INSTRUCTIONS FOR THE TASK:
Give a verbatim copy of the lines below, minus the pictures.

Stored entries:
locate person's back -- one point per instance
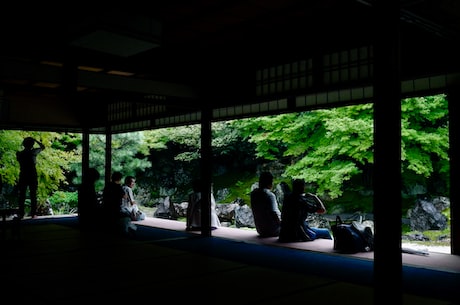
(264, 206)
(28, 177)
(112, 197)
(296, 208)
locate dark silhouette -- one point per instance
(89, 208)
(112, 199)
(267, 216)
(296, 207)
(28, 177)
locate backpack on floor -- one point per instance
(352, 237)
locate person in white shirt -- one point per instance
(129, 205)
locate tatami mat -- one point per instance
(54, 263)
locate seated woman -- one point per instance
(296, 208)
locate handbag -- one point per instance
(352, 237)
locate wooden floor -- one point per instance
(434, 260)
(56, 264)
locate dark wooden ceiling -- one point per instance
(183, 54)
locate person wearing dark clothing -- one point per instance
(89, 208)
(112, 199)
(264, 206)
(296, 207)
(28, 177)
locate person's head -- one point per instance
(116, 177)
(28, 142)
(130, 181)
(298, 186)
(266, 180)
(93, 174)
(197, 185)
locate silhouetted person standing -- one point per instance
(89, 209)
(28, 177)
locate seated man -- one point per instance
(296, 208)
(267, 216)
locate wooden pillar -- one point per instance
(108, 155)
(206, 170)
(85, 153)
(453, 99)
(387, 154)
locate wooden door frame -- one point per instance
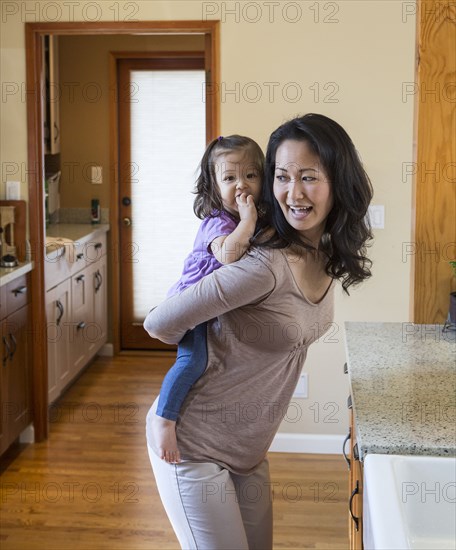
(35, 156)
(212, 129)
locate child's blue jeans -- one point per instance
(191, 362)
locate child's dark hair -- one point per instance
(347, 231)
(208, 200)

EXERCISE RESPONSE:
locate person's back -- one point per instance
(264, 206)
(28, 177)
(112, 197)
(296, 208)
locate dark silhouette -- one point per instance
(89, 208)
(112, 199)
(267, 216)
(296, 207)
(28, 177)
locate backpack on floor -- one point per instance
(352, 237)
locate person in white shirt -- one point per instance
(129, 205)
locate tatami mat -- one point per instance
(54, 263)
locate seated woman -- one point per instance
(296, 208)
locate handbag -- one point per instance
(352, 237)
locate wooden floor -- one point per instance
(434, 260)
(56, 264)
locate dark wooden ceiling -- one point per instance
(183, 54)
locate person wearing dark clothing -- one point per instance
(89, 208)
(112, 199)
(264, 206)
(296, 207)
(28, 177)
locate person's head -- one point per instance
(116, 177)
(28, 142)
(130, 181)
(298, 186)
(266, 180)
(93, 174)
(197, 185)
locate silhouetted person standing -- one point per instance
(89, 209)
(28, 177)
locate seated man -- one point per instance
(296, 208)
(267, 216)
locate wooden pillar -- one point per instance
(108, 155)
(206, 170)
(85, 153)
(453, 99)
(387, 154)
locate wooden door frame -- one point per instance
(35, 156)
(212, 129)
locate child's blue jeans -- one point per instance
(191, 362)
locate child's dark hair -- one point per instance
(347, 231)
(208, 200)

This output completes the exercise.